記述問題 A
廃水処理に関するページのうち、「また、同様の理由により、上記」から「十分に除去することができる。」に至るまでのすべてを、そのまま書き写しなさい。
----- ページ
また、同様の理由により、上記廃水処理装置においては、酸供給装置は、廃水のpHが4以下、より好ましくはpHが3〜1.5の間、になるように酸を供給してpH調整を行い、アルカリ供給装置は、廃水のpHが4.5〜8の間、より好ましくはpHが4.5〜5.5の間、になるようにアルカリを供給してpH調整を行う。
【0011】
また、本発明の廃水処理方法は、酸供給工程において酸が供給された廃水中にガスを散気する散気工程を更に含むことを特徴としてもよい。また、本発明の廃水処理装置は、貯留槽に貯留された廃水中にガスを散気する散気装置を更に備えたことを特徴としてもよい。
【0012】
かかる方法及び装置によれば、散気工程において散気装置により廃水中にガスを散気させることで、廃水中から二酸化炭素に転化した炭酸根を効率よく放散除去することができる。特に本発明では、酸供給工程において酸供給装置により廃水中に酸を供給して廃水のpHを下げているため、廃水に含有される炭酸イオンや重炭酸イオン等の炭酸根の二酸化炭素への転化が促進されている。従って、廃水中にガスを散気させることで、廃水中から多くの炭酸根を二酸化炭素として放散除去することができる。その結果、紫外線照射装置内でヒドロキシラジカルと反応し、ヒドロキシラジカルの一部を有機物分解に寄与することなく消費せしめてしまう炭酸根を十分に除去することができる。
----------
----- データ
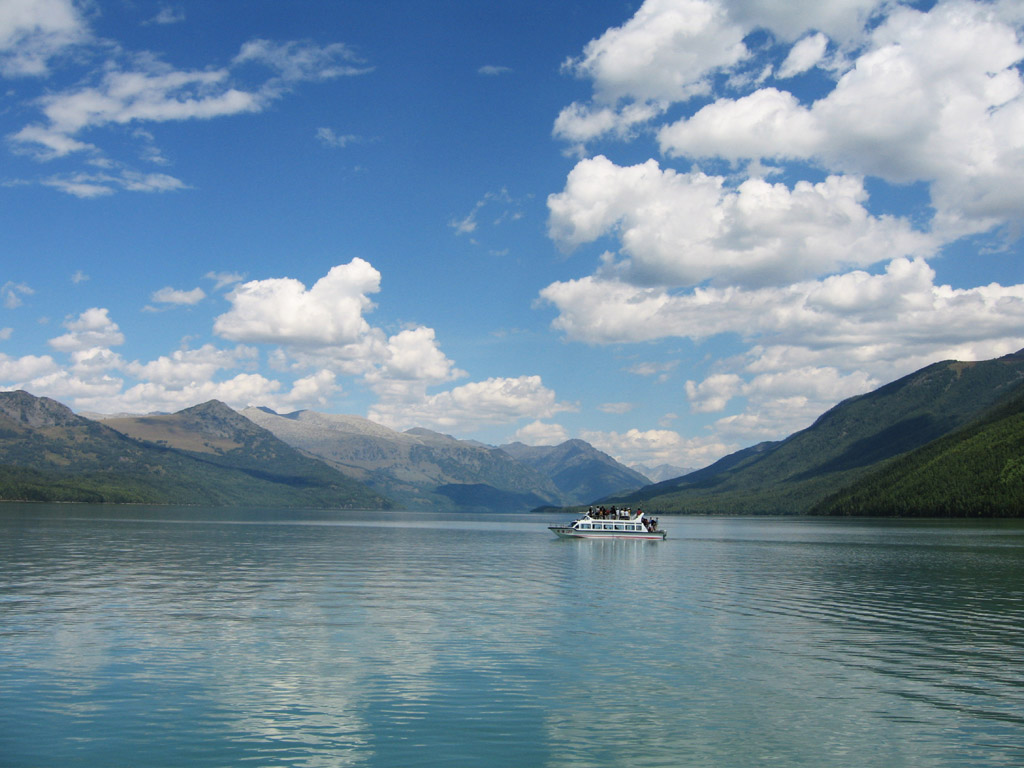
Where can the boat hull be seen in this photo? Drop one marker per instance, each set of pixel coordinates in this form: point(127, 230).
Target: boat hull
point(567, 531)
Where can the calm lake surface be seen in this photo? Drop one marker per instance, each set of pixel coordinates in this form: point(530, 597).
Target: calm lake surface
point(184, 637)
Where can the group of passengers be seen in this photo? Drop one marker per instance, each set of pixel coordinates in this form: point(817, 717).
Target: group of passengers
point(603, 513)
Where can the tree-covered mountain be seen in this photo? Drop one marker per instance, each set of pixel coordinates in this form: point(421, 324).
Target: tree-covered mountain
point(580, 471)
point(207, 455)
point(977, 471)
point(845, 444)
point(419, 468)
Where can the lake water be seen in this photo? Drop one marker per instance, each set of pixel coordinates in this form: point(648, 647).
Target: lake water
point(163, 637)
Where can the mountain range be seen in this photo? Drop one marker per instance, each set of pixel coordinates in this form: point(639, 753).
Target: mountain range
point(206, 455)
point(428, 470)
point(945, 440)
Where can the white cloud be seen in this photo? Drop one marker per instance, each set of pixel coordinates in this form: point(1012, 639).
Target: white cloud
----------
記述問題 B
記録の中から、文字列「lake」を含む行をすべて抜き出しなさい。大文字と小文字は区別すること。

最終解答 A
また、同様の理由により、上記廃水処理装置においては、酸供給装置は、廃水のpHが4以下、より好ましくはpHが3〜1.5の間、になるように酸を供給してpH調整を行い、アルカリ供給装置は、廃水のpHが4.5〜8の間、より好ましくはpHが4.5〜5.5の間、になるようにアルカリを供給してpH調整を行う。
【0011】
また、本発明の廃水処理方法は、酸供給工程において酸が供給された廃水中にガスを散気する散気工程を更に含むことを特徴としてもよい。また、本発明の廃水処理装置は、貯留槽に貯留された廃水中にガスを散気する散気装置を更に備えたことを特徴としてもよい。
【0012】
かかる方法及び装置によれば、散気工程において散気装置により廃水中にガスを散気させることで、廃水中から二酸化炭素に転化した炭酸根を効率よく放散除去することができる。特に本発明では、酸供給工程において酸供給装置により廃水中に酸を供給して廃水のpHを下げているため、廃水に含有される炭酸イオンや重炭酸イオン等の炭酸根の二酸化炭素への転化が促進されている。従って、廃水中にガスを散気させることで、廃水中から多くの炭酸根を二酸化炭素として放散除去することができる。その結果、紫外線照射装置内でヒドロキシラジカルと反応し、ヒドロキシラジカルの一部を有機物分解に寄与することなく消費せしめてしまう炭酸根を十分に除去することができる。

最終解答 B
Where can the calm lake surface be seen in this photo? Drop one marker per instance, each set of pixel coordinates in this form: point(530, 597).
Target: calm lake surface
Where can the lake water be seen in this photo? Drop one marker per instance, each set of pixel coordinates in this form: point(648, 647).
Target: lake water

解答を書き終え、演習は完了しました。